#### [What is being asked]
Duplicate the lines below without any change, starting with the line that contains "of the denim" and going on through the line that contains "pixel 442 704".

#### [Rows]
--- BEGIN ---
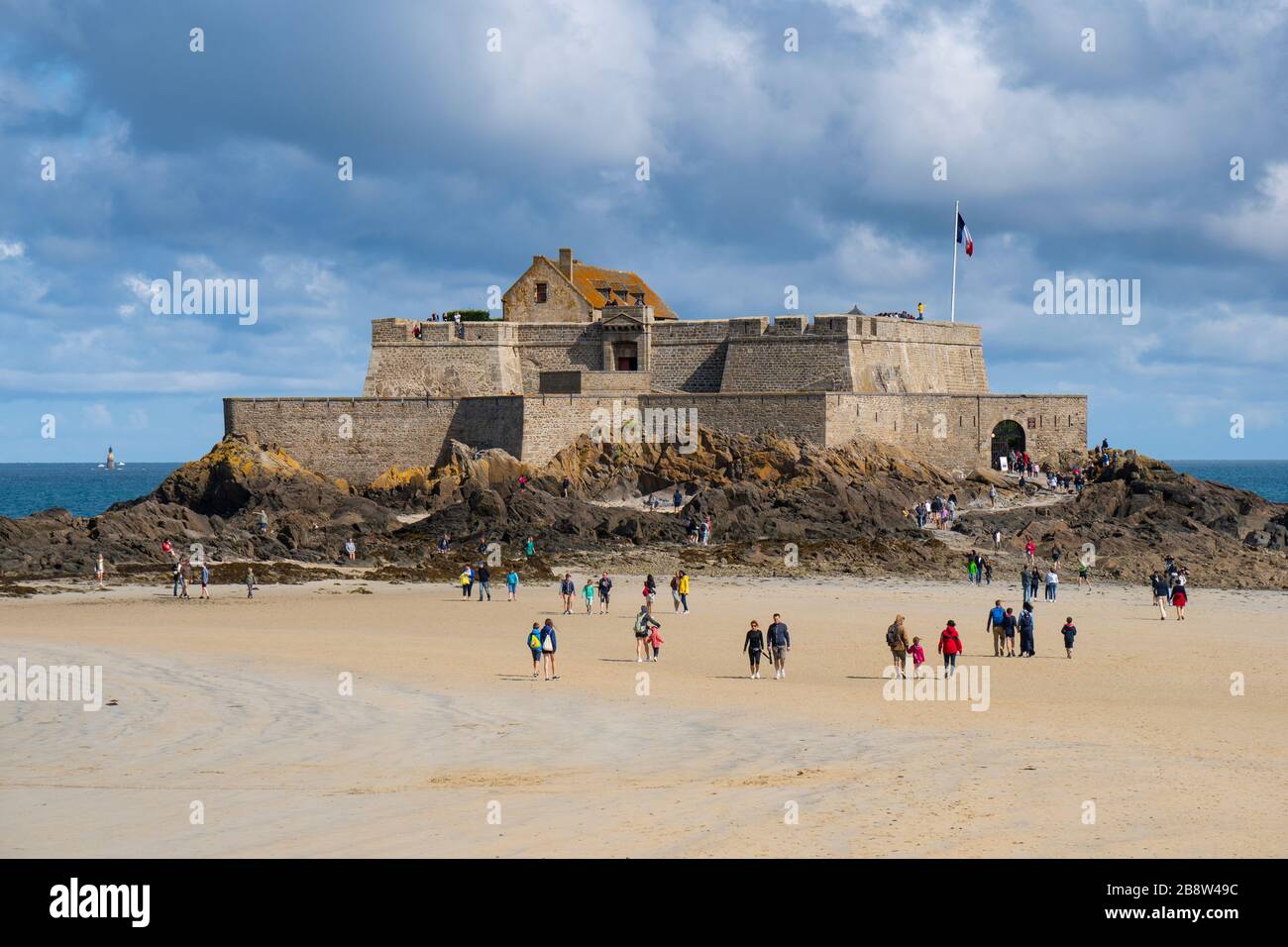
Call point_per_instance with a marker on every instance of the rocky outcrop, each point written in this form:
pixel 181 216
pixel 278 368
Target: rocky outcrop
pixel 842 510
--- END ---
--- BEGIN ---
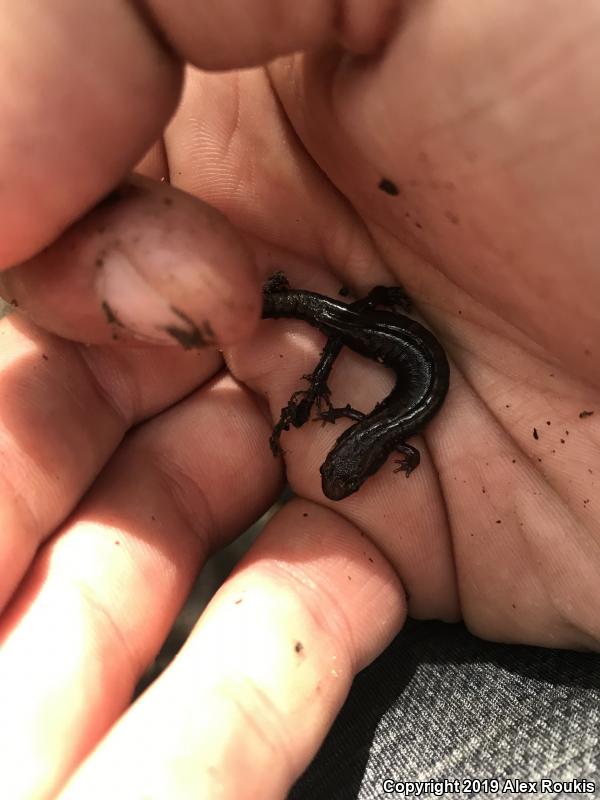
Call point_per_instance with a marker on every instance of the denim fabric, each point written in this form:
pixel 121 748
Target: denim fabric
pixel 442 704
--- END ---
#### [Reply]
Call point_per_instance with a marker on every instance of the denim fabric, each point written in this form:
pixel 121 748
Target: denim fabric
pixel 442 704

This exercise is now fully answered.